# [Stated exercise]
Reproduce the lines of the data below verbatim, starting at the line that contains "Mark every instance of white armchair." and ending at the line that contains "[380,271,393,279]", with both of those lines included.

# [Raw records]
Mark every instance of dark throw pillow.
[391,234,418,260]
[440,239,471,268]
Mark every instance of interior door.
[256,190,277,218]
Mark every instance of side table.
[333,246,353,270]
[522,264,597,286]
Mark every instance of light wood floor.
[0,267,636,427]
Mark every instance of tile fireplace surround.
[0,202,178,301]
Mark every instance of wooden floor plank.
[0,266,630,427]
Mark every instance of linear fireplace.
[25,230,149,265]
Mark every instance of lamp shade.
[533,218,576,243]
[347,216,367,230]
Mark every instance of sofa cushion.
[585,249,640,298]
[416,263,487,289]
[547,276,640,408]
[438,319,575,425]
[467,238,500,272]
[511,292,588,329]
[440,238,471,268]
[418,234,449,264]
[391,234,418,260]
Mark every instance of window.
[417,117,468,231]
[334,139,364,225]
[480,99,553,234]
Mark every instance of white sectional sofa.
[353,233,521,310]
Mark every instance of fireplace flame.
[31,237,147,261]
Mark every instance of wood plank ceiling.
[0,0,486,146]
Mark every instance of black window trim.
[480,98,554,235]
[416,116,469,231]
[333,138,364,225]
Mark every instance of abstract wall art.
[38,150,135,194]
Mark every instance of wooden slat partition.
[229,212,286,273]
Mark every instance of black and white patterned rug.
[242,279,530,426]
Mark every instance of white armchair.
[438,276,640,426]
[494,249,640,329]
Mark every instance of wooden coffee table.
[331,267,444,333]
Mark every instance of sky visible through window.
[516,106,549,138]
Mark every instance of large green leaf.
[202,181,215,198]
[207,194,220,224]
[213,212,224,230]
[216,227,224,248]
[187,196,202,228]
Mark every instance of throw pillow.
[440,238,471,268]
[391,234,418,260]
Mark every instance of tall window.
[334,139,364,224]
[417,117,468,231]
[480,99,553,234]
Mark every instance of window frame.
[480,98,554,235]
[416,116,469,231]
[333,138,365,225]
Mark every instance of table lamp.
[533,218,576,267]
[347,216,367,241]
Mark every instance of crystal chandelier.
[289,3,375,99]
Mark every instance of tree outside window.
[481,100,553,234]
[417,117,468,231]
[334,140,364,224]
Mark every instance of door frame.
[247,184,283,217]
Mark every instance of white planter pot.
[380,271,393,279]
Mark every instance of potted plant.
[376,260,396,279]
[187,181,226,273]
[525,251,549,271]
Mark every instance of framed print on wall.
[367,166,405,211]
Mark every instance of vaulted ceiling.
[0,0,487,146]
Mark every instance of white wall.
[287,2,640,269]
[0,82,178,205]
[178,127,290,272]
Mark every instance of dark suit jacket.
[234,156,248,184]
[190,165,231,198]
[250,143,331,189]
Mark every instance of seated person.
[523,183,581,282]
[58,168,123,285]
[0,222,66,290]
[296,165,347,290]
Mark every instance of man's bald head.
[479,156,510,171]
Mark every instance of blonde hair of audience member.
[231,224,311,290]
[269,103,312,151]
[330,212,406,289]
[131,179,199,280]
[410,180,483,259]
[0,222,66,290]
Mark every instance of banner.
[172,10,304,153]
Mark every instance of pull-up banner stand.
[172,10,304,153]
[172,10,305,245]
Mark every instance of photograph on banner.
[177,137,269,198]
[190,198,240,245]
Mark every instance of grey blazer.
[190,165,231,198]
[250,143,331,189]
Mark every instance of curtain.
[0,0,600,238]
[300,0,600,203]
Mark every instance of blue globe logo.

# [Exercise output]
Mark every instance of white armchair.
[438,276,640,426]
[494,249,640,329]
Mark every instance of wooden coffee table.
[331,267,444,333]
Mark every instance of sky visible through window.
[516,106,549,138]
Mark every instance of large green leaf.
[202,181,215,198]
[207,194,220,224]
[213,212,224,230]
[216,227,224,248]
[187,196,202,228]
Mark every instance of throw pillow.
[440,238,471,268]
[391,234,418,260]
Mark every instance of tall window.
[334,139,364,224]
[417,117,468,231]
[480,99,553,234]
Mark every instance of window frame.
[480,98,554,235]
[416,116,469,231]
[333,138,365,225]
Mark every instance of table lamp.
[533,218,576,267]
[347,216,367,241]
Mark every instance of crystal chandelier.
[289,3,375,99]
Mark every instance of tree outside window.
[481,100,553,234]
[417,117,468,231]
[334,140,364,224]
Mark every instance of door frame.
[247,184,283,217]
Mark every instance of white planter pot.
[380,271,393,279]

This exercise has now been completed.